─── PASSAGE
Although ganglion cysts are harmless and usually disappear without any treatment, it is a good idea to have it checked by your doctor, just to rule out any other conditions that may produce similar lumps.
Your doctor will ask questions about your general health and lifestyle, and questions relating to your symptoms. You will be asked about the circumstances surrounding the appearance of the bump, any changes you may have noticed, and whether you feel any pain and if so whether that pain is better or worse with movement of the joint.
The bump will be physically assessed, possibly pressed and the joint gently manipulated to see if that causes discomfort. Light might be shone through the lump to see if it is filled with fluid, a procedure called transillumination. Sometimes a needle will be used to aspirate, or withdraw, some of the fluid for evaluation. If the diagnosis is not clear, an x-ray might be needed to rule out other conditions. Ultrasound might be used to determine if the bump is fluid-filled or solid or perhaps caused by a blood vessel. Ultrasound and MRI (magnetic resonance imaging) are useful tools to see occult cysts, if they are suspected.
As most ganglion cysts gradually go away by themselves, conservative treatment is usually followed. Often your doctor will advise you to observe the cyst and return for treatment if your symptoms become worse or you are losing function of the joint.
Do not be tempted to hit the bump with a heavy book as this can cause injury to the hand.
Do not ‘pop’ the bump as this can lead to infection.
Aspiration of the cyst is a common treatment. A numbing agent is injected near the site of the cyst, and then a needle is used to drain fluid. This procedure reduces the size of the cyst and relieves any painful symptoms. However, because aspiration leaves the shell and stalk of the cyst intact, it often refills at a later time. Also, if the synovial fluid has become very gelatinous, it is sometimes difficult to withdraw it through a needle. After aspiration an injection of an anti-inflammatory steroid is administered into the joint, and then a splint applied.
- Over the counter medications can provide relief from pain until the cyst shrinks. NSAIDs such as ibuprofen (Advil), aspirin or naproxen (Aleve), or acetaminophen (Tylenol) will reduce pain and inflammation.
- Avoid movements that make the pain worse.
- Using a splint temporarily will immobilize the joint and allow fluid to drain from the cyst, which will reduce pressure on the nerves and so decrease pain. However, it is not a good idea for the joint to remain immobile for too long.
Surgery is sometimes needed if the cyst continues to be problematic, causing a lot of pain, numbness or tingling or preventing normal function of the hand. Surgery removes the cyst, along with a piece of the joint capsule or tendon sheath. It is the most effective treatment for a ganglion cyst, but does not guarantee that the cyst will not return. After surgery a splint is applied for 7-10 days, after which time movement of the joint is encouraged.
What to look for in a splint:
The best splint for you will depend on the position of your cyst, but it will need to be comfortable and supportive enough to prevent movement of the joint.
Because the exact cause of a ganglion cyst is not known, it is not possible to effectively prevent their occurrence.
──────
● ASSIGNMENT A:
List every over-the-counter medication that the passage on ganglion cysts names for pain relief.
● ASSIGNMENT B:
According to the passage on ganglion cysts, for how long is a splint applied after surgery?
─── INFORMATION SHOWN
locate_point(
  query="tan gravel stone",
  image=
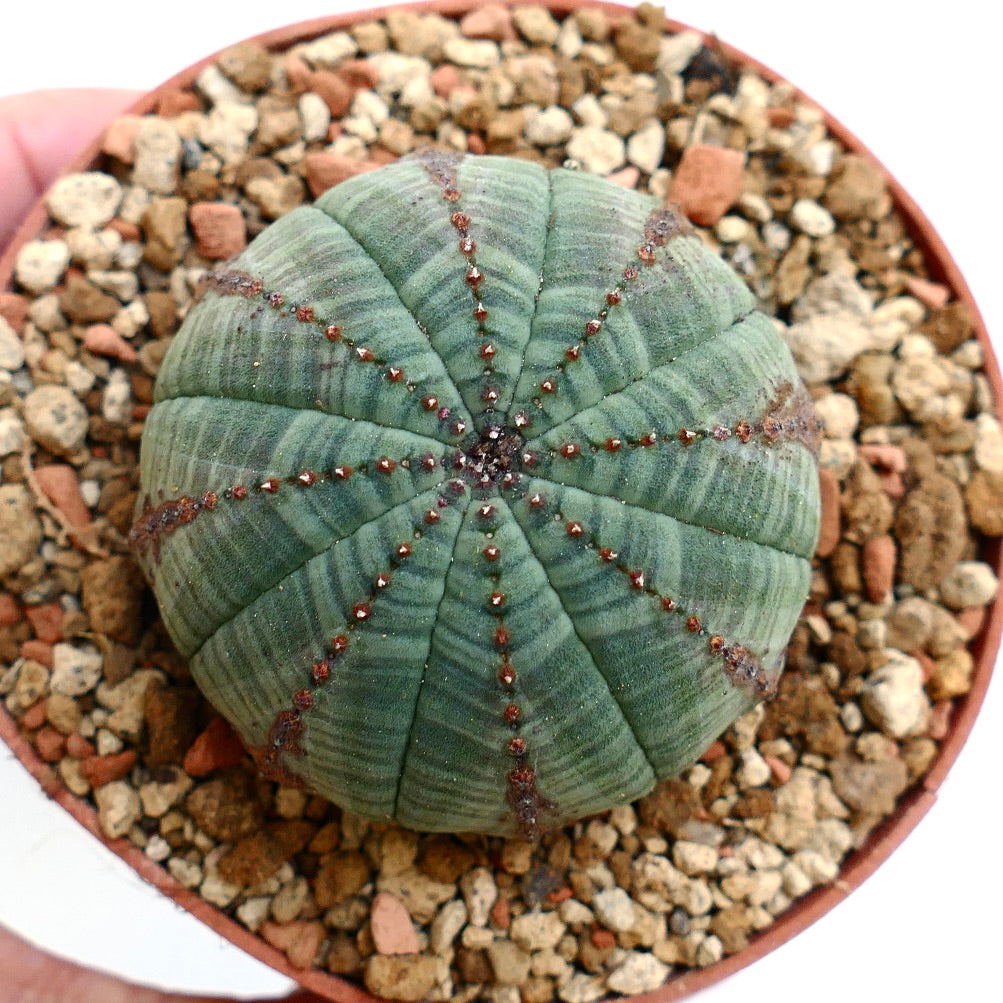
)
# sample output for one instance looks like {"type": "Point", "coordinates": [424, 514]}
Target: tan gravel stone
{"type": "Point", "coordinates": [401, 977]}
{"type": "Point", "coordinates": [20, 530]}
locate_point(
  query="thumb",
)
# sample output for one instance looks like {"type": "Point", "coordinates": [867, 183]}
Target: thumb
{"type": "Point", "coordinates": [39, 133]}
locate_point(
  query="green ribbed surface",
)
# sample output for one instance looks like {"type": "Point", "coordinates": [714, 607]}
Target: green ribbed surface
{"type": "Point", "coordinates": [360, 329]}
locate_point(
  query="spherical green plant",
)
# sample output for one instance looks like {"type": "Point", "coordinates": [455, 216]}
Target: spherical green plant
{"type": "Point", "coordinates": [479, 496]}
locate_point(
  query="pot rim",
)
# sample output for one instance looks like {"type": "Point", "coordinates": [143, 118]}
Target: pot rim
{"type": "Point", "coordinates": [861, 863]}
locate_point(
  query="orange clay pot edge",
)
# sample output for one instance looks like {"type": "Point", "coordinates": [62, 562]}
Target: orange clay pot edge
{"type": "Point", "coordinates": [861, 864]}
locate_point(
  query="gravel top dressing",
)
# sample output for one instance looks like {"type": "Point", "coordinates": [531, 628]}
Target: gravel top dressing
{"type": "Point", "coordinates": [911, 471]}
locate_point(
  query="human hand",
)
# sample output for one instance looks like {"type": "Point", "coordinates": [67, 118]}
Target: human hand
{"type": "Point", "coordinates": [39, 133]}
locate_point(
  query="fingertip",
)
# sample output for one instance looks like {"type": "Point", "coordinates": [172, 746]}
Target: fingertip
──────
● EXERCISE ANSWER A:
- Ibuprofen (Advil)
- Aspirin
- Naproxen (Aleve)
- Acetaminophen (Tylenol)

● EXERCISE ANSWER B:
For 7-10 days.